WHAT IS REQUIRED: Could you retype, exactly as written, every line from the top of the records through the line that contains "Target: raspberry"?

DATA EXTRACT:
==========

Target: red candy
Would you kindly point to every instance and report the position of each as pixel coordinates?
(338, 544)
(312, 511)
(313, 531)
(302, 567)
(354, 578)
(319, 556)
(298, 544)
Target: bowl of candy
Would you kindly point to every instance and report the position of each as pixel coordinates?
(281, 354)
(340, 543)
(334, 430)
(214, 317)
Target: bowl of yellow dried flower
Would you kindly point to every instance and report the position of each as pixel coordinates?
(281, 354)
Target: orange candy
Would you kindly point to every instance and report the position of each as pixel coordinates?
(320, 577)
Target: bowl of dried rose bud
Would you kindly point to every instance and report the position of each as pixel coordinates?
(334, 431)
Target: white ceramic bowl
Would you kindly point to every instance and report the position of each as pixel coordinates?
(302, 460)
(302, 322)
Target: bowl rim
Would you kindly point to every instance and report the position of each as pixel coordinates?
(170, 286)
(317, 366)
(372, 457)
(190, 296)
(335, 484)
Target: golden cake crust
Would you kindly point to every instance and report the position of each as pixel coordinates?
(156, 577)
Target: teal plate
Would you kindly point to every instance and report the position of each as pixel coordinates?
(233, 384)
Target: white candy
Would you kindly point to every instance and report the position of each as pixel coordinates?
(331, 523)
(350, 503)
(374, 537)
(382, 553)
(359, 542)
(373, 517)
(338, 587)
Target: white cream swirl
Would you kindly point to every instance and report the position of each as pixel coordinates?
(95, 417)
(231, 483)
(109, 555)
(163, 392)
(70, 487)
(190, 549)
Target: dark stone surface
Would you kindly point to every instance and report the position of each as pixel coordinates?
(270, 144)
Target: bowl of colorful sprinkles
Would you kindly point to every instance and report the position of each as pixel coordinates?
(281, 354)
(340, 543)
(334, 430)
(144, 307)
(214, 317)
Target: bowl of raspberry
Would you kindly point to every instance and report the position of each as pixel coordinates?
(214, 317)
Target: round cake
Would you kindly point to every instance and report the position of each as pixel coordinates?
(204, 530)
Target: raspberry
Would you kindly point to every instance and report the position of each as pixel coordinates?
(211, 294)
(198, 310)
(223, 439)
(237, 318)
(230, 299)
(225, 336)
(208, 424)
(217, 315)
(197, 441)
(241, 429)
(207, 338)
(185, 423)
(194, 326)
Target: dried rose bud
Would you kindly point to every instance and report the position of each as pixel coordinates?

==========

EXPECTED OUTPUT:
Target: red candy
Would you kindly point to every instance and report the position of each as pixel coordinates?
(338, 544)
(312, 511)
(313, 531)
(302, 567)
(354, 578)
(319, 556)
(298, 544)
Target: bowl of candy
Would you kindly point to every instance and report the position of each as pixel coordinates?
(281, 354)
(340, 543)
(334, 430)
(214, 317)
Target: bowl of yellow dried flower
Would you kindly point to every instance and report the position of each as pixel coordinates?
(281, 354)
Target: orange candy
Would you kindly point to every instance and report the position of each as pixel coordinates?
(320, 577)
Target: bowl of dried rose bud
Would you kindly point to every instance and report the position of each as pixel coordinates?
(334, 431)
Target: white ceramic bowl
Would you kindly point to every instance and report the position of each as pixel coordinates?
(302, 460)
(302, 322)
Target: bowl rim
Would you kindly point to every instance and report the position of each as pixel coordinates?
(170, 286)
(317, 366)
(372, 457)
(190, 296)
(335, 484)
Target: golden cake crust
Would you kindly point to every instance and report the position of each as pixel coordinates?
(156, 577)
Target: teal plate
Would you kindly point to every instance and report the position of each as pixel coordinates?
(233, 384)
Target: white candy
Would you kindly point to every instance and report the position of each as pixel coordinates?
(331, 523)
(350, 503)
(374, 537)
(382, 553)
(359, 542)
(373, 517)
(338, 587)
Target: white cream swirl
Would you kindly point to every instance and report the position of each as pixel coordinates?
(95, 417)
(231, 483)
(109, 555)
(163, 392)
(70, 487)
(190, 549)
Target: dark stone surface
Would you kindly point to every instance and report the position of each as pixel coordinates?
(270, 144)
Target: bowl of colorful sprinkles
Would you kindly point to every instance and report the position of each as pixel coordinates?
(281, 354)
(340, 543)
(334, 430)
(144, 307)
(214, 317)
Target: bowl of raspberry
Would you kindly point to every instance and report the position of each as pixel coordinates?
(214, 317)
Target: round cake
Would you kindly point to every instance and report the position of each as pixel coordinates?
(204, 530)
Target: raspberry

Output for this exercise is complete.